> **Entries supplied**
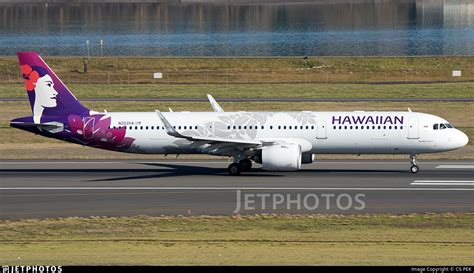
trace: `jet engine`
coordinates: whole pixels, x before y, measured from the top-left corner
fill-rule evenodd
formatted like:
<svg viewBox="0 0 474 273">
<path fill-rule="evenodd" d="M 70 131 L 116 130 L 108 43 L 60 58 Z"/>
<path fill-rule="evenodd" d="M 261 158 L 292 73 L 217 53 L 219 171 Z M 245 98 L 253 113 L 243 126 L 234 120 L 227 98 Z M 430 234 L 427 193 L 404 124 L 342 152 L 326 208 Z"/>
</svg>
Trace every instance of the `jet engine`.
<svg viewBox="0 0 474 273">
<path fill-rule="evenodd" d="M 283 143 L 262 149 L 262 164 L 265 170 L 296 171 L 301 168 L 301 146 Z"/>
</svg>

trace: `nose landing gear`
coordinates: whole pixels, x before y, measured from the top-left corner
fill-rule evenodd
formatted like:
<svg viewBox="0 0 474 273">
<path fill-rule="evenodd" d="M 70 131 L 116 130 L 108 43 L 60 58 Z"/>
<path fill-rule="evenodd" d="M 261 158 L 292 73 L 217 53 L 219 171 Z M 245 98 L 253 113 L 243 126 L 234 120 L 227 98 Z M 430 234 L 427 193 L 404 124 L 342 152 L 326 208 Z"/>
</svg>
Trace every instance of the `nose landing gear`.
<svg viewBox="0 0 474 273">
<path fill-rule="evenodd" d="M 411 163 L 410 171 L 412 173 L 417 173 L 420 170 L 420 168 L 418 167 L 418 165 L 416 165 L 416 155 L 410 155 L 410 163 Z"/>
</svg>

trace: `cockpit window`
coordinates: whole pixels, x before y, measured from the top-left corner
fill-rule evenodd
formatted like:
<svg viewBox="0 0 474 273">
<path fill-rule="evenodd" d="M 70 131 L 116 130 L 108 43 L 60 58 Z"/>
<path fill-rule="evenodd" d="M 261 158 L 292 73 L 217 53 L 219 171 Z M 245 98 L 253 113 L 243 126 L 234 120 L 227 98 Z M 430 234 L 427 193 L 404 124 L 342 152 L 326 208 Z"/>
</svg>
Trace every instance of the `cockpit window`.
<svg viewBox="0 0 474 273">
<path fill-rule="evenodd" d="M 449 123 L 436 123 L 436 124 L 433 124 L 433 130 L 443 130 L 443 129 L 447 129 L 447 128 L 454 128 L 453 125 L 449 124 Z"/>
</svg>

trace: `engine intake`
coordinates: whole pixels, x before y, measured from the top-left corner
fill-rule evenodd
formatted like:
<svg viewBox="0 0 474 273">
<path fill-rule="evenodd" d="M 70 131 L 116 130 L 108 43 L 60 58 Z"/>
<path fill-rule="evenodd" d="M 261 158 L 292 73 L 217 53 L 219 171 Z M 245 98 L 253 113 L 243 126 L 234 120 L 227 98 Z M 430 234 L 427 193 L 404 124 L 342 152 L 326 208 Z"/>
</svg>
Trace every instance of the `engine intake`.
<svg viewBox="0 0 474 273">
<path fill-rule="evenodd" d="M 262 149 L 262 164 L 265 170 L 296 171 L 301 168 L 301 146 L 299 144 L 276 144 Z"/>
</svg>

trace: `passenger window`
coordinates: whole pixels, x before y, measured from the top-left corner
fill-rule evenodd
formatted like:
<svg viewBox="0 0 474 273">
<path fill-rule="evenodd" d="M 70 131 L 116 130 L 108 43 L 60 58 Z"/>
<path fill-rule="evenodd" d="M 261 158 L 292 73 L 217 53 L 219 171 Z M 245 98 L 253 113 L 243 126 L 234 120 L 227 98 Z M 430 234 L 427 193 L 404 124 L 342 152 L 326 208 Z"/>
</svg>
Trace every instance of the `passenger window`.
<svg viewBox="0 0 474 273">
<path fill-rule="evenodd" d="M 446 127 L 448 128 L 453 128 L 453 125 L 449 124 L 449 123 L 446 123 Z"/>
<path fill-rule="evenodd" d="M 438 124 L 433 125 L 433 130 L 438 130 Z"/>
<path fill-rule="evenodd" d="M 444 125 L 444 124 L 441 123 L 441 124 L 439 125 L 439 129 L 440 129 L 440 130 L 446 129 L 446 125 Z"/>
</svg>

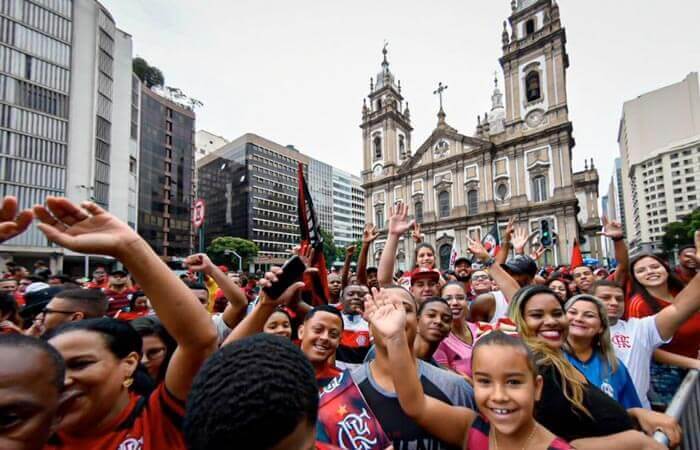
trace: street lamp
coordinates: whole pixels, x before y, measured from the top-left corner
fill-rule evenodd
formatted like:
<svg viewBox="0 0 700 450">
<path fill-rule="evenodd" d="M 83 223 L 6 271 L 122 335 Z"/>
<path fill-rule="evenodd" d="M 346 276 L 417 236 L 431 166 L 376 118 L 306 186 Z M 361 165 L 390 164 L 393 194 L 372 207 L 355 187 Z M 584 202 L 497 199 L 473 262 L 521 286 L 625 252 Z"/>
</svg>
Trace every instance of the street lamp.
<svg viewBox="0 0 700 450">
<path fill-rule="evenodd" d="M 224 255 L 231 255 L 231 254 L 236 255 L 236 257 L 238 258 L 238 270 L 242 272 L 243 271 L 243 258 L 241 258 L 241 255 L 236 253 L 235 250 L 224 250 Z"/>
</svg>

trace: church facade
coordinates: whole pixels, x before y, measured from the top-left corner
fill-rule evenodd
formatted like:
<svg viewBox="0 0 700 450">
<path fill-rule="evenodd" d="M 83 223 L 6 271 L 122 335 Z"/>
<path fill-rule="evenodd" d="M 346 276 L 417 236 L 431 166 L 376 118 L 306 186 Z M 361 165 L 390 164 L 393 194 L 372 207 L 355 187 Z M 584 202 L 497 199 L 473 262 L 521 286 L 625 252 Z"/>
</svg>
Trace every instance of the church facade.
<svg viewBox="0 0 700 450">
<path fill-rule="evenodd" d="M 398 201 L 409 205 L 443 269 L 453 246 L 466 253 L 468 237 L 481 240 L 494 224 L 502 232 L 510 217 L 533 231 L 548 220 L 555 243 L 547 263 L 568 262 L 580 226 L 571 163 L 575 143 L 567 107 L 566 33 L 553 0 L 513 0 L 511 6 L 502 33 L 504 92 L 496 83 L 491 111 L 478 118 L 469 134 L 447 123 L 441 105 L 432 134 L 412 145 L 408 104 L 384 49 L 361 123 L 366 219 L 384 232 L 375 242 L 375 263 L 389 209 Z M 412 240 L 403 238 L 399 268 L 409 268 L 413 251 Z"/>
</svg>

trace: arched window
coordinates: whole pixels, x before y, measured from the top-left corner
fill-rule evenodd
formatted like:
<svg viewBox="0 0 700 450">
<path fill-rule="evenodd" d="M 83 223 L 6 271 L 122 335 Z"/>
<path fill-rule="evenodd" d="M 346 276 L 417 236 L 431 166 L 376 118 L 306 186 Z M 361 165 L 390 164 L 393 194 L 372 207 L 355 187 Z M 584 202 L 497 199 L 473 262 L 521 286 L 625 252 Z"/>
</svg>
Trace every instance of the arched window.
<svg viewBox="0 0 700 450">
<path fill-rule="evenodd" d="M 382 159 L 382 138 L 375 136 L 372 143 L 374 145 L 374 159 Z"/>
<path fill-rule="evenodd" d="M 406 158 L 406 142 L 402 134 L 399 135 L 399 159 Z"/>
<path fill-rule="evenodd" d="M 535 202 L 544 202 L 547 200 L 547 177 L 537 175 L 532 179 L 532 200 Z"/>
<path fill-rule="evenodd" d="M 374 220 L 377 222 L 375 225 L 377 228 L 381 229 L 384 228 L 384 210 L 379 208 L 377 211 L 374 213 Z"/>
<path fill-rule="evenodd" d="M 535 19 L 530 19 L 525 22 L 525 36 L 530 36 L 535 32 Z"/>
<path fill-rule="evenodd" d="M 525 77 L 525 89 L 526 89 L 526 98 L 528 102 L 534 102 L 535 100 L 539 100 L 540 96 L 542 95 L 541 89 L 540 89 L 540 74 L 537 71 L 532 71 L 527 74 Z"/>
<path fill-rule="evenodd" d="M 476 189 L 471 189 L 467 192 L 467 213 L 470 215 L 479 212 L 479 193 Z"/>
<path fill-rule="evenodd" d="M 450 193 L 442 191 L 438 194 L 440 217 L 450 217 Z"/>
<path fill-rule="evenodd" d="M 452 256 L 452 246 L 443 244 L 440 246 L 440 270 L 450 269 L 450 257 Z"/>
<path fill-rule="evenodd" d="M 504 201 L 508 197 L 508 185 L 504 183 L 499 183 L 496 186 L 496 198 L 500 201 Z"/>
<path fill-rule="evenodd" d="M 413 208 L 416 210 L 416 222 L 423 223 L 423 202 L 416 202 Z"/>
</svg>

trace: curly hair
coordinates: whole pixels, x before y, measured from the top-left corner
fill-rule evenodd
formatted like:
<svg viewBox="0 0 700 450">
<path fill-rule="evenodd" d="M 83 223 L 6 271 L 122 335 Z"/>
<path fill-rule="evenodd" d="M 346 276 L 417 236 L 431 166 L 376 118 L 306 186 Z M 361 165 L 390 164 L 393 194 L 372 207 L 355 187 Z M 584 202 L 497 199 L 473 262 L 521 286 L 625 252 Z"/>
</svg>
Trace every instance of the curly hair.
<svg viewBox="0 0 700 450">
<path fill-rule="evenodd" d="M 190 450 L 265 450 L 303 421 L 313 428 L 317 413 L 311 363 L 289 339 L 261 333 L 221 348 L 204 364 L 183 430 Z"/>
</svg>

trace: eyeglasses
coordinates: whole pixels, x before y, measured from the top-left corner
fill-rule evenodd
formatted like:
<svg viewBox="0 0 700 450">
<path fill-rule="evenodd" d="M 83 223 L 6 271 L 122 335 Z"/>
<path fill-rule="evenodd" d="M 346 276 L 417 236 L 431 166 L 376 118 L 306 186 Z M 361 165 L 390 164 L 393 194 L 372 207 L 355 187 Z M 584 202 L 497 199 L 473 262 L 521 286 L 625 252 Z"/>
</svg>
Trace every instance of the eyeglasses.
<svg viewBox="0 0 700 450">
<path fill-rule="evenodd" d="M 488 275 L 475 275 L 472 277 L 472 281 L 486 281 L 490 279 Z"/>
<path fill-rule="evenodd" d="M 445 300 L 446 302 L 449 302 L 450 300 L 457 300 L 457 301 L 461 302 L 461 301 L 466 300 L 467 296 L 466 295 L 446 295 L 446 296 L 442 297 L 442 299 Z"/>
<path fill-rule="evenodd" d="M 154 359 L 160 358 L 163 356 L 163 353 L 165 353 L 165 347 L 161 348 L 152 348 L 148 350 L 144 356 L 146 357 L 147 360 L 153 361 Z"/>
<path fill-rule="evenodd" d="M 78 312 L 78 311 L 61 311 L 60 309 L 51 309 L 51 308 L 44 308 L 44 309 L 41 310 L 41 314 L 43 314 L 44 317 L 45 317 L 47 314 L 51 314 L 51 313 L 56 313 L 56 314 L 75 314 L 76 312 Z"/>
</svg>

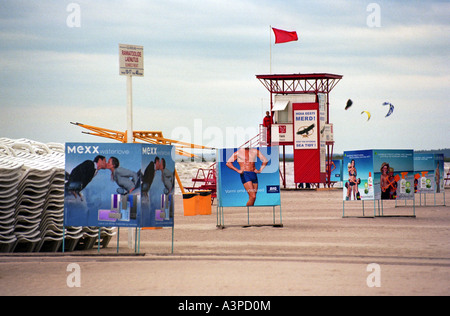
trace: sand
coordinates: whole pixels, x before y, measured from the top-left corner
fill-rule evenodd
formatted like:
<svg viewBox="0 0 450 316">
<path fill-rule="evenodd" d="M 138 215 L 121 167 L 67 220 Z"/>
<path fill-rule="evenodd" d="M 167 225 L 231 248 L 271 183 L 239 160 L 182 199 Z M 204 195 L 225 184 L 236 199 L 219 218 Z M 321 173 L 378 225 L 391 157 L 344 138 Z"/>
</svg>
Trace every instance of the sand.
<svg viewBox="0 0 450 316">
<path fill-rule="evenodd" d="M 450 208 L 443 194 L 436 205 L 427 195 L 426 206 L 417 196 L 416 218 L 342 218 L 340 189 L 282 191 L 281 201 L 281 228 L 242 227 L 247 209 L 226 208 L 228 227 L 218 229 L 215 204 L 212 215 L 185 217 L 177 195 L 173 254 L 171 228 L 142 231 L 138 255 L 127 247 L 128 229 L 120 230 L 119 254 L 116 237 L 100 253 L 0 254 L 0 295 L 450 294 Z M 364 206 L 373 215 L 373 202 Z M 412 215 L 414 207 L 386 201 L 383 212 Z M 362 203 L 346 202 L 345 215 L 362 215 Z M 272 221 L 272 208 L 250 209 L 251 224 Z M 80 267 L 80 287 L 68 286 L 71 263 Z M 372 263 L 379 274 L 368 270 Z M 368 286 L 374 275 L 379 287 Z"/>
</svg>

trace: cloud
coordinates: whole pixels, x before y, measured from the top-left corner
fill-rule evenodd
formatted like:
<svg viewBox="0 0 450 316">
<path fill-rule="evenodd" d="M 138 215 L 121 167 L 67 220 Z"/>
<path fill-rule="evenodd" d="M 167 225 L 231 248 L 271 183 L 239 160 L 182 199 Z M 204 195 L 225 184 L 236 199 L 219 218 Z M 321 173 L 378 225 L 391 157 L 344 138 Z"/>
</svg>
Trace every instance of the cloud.
<svg viewBox="0 0 450 316">
<path fill-rule="evenodd" d="M 124 130 L 126 80 L 118 74 L 119 43 L 144 46 L 145 77 L 133 78 L 137 128 L 171 133 L 192 129 L 196 119 L 205 128 L 258 126 L 269 93 L 255 75 L 269 72 L 272 25 L 299 34 L 298 42 L 272 44 L 274 72 L 344 75 L 330 97 L 335 151 L 384 144 L 389 134 L 410 142 L 396 128 L 420 124 L 432 141 L 411 146 L 448 146 L 433 132 L 434 122 L 449 130 L 442 119 L 449 114 L 448 1 L 377 1 L 380 28 L 367 26 L 369 2 L 359 0 L 75 2 L 81 9 L 79 28 L 66 24 L 70 2 L 0 3 L 0 94 L 6 113 L 0 132 L 78 139 L 78 128 L 67 125 L 71 120 Z M 372 125 L 360 122 L 361 111 L 341 109 L 348 98 L 372 107 Z M 398 105 L 390 124 L 377 121 L 385 99 Z M 427 101 L 428 109 L 441 115 L 417 114 Z M 5 121 L 20 117 L 20 111 L 30 115 L 22 120 L 26 124 Z M 369 144 L 355 132 L 376 134 L 375 124 L 386 135 Z M 389 144 L 405 140 L 391 137 Z"/>
</svg>

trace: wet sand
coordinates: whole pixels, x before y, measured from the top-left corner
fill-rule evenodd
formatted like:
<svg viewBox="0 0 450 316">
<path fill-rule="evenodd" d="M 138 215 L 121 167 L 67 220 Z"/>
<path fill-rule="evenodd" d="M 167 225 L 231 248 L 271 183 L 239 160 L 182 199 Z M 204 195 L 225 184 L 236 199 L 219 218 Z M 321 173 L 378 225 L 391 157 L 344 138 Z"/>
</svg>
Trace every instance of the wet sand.
<svg viewBox="0 0 450 316">
<path fill-rule="evenodd" d="M 447 200 L 450 197 L 446 190 Z M 443 194 L 412 201 L 342 201 L 342 190 L 282 191 L 283 227 L 247 225 L 246 208 L 183 216 L 176 196 L 172 229 L 141 232 L 139 254 L 128 229 L 107 248 L 65 254 L 0 254 L 0 295 L 449 295 L 450 208 Z M 447 205 L 449 202 L 447 201 Z M 345 215 L 343 218 L 343 206 Z M 392 215 L 416 218 L 391 217 Z M 375 209 L 378 212 L 378 209 Z M 276 223 L 280 222 L 276 209 Z M 251 208 L 250 224 L 272 224 L 272 208 Z M 69 287 L 80 267 L 80 287 Z M 380 286 L 369 287 L 380 268 Z M 370 282 L 369 282 L 370 283 Z"/>
</svg>

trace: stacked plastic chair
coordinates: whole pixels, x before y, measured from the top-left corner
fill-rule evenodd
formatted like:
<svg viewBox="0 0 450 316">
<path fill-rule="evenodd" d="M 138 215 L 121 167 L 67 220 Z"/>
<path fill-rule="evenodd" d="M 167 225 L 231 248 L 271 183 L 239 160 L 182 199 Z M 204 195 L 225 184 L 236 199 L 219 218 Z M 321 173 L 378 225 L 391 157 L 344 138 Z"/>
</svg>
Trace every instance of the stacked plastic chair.
<svg viewBox="0 0 450 316">
<path fill-rule="evenodd" d="M 0 252 L 11 252 L 17 241 L 15 208 L 23 164 L 5 158 L 10 155 L 9 147 L 0 143 Z"/>
<path fill-rule="evenodd" d="M 0 252 L 56 252 L 64 237 L 64 250 L 73 251 L 93 237 L 83 227 L 68 227 L 64 234 L 64 163 L 63 145 L 0 138 Z M 106 247 L 114 232 L 103 231 Z"/>
</svg>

> **What needs to be done**
Once the line with "trace: wet sand" is found, write out that line and every one after it through the last line of the records, exactly and with nothing else.

> **Exercise solution**
trace: wet sand
coordinates: whole pixels, x before y, measured from the top-left corner
fill-rule evenodd
formatted like:
<svg viewBox="0 0 450 316">
<path fill-rule="evenodd" d="M 138 215 L 121 167 L 67 220 Z"/>
<path fill-rule="evenodd" d="M 167 225 L 231 248 L 271 183 L 239 160 L 182 199 Z M 204 195 L 225 184 L 236 199 L 219 218 Z M 321 173 L 378 225 L 391 157 L 344 138 Z"/>
</svg>
Trace every instance of the wet sand.
<svg viewBox="0 0 450 316">
<path fill-rule="evenodd" d="M 447 200 L 450 197 L 446 190 Z M 443 194 L 412 201 L 342 201 L 342 190 L 282 191 L 283 227 L 247 225 L 246 208 L 183 216 L 176 196 L 172 229 L 141 232 L 139 254 L 128 229 L 107 248 L 65 254 L 0 254 L 0 295 L 449 295 L 450 208 Z M 447 205 L 449 202 L 447 201 Z M 345 215 L 343 218 L 343 206 Z M 392 215 L 416 218 L 391 217 Z M 375 209 L 378 212 L 378 209 Z M 276 223 L 280 222 L 276 209 Z M 251 208 L 250 224 L 272 224 L 272 208 Z M 69 287 L 80 267 L 80 287 Z M 380 286 L 369 287 L 380 268 Z M 370 282 L 369 282 L 370 283 Z"/>
</svg>

trace: stacked plastic chair
coordinates: whole pixels, x before y, measured from the top-left corner
fill-rule evenodd
formatted like:
<svg viewBox="0 0 450 316">
<path fill-rule="evenodd" d="M 138 215 L 121 167 L 67 220 Z"/>
<path fill-rule="evenodd" d="M 167 225 L 231 248 L 271 183 L 239 160 L 182 199 Z M 204 195 L 225 184 L 236 199 L 219 218 Z M 321 173 L 378 225 L 391 157 L 344 138 Z"/>
</svg>
Trace every instance of the stacked plastic chair.
<svg viewBox="0 0 450 316">
<path fill-rule="evenodd" d="M 0 252 L 11 252 L 17 241 L 15 208 L 23 164 L 5 158 L 10 155 L 9 147 L 0 143 Z"/>
<path fill-rule="evenodd" d="M 0 252 L 56 252 L 64 237 L 64 250 L 73 251 L 93 237 L 83 227 L 68 227 L 64 234 L 64 163 L 63 145 L 0 138 Z M 106 247 L 114 232 L 103 231 Z"/>
</svg>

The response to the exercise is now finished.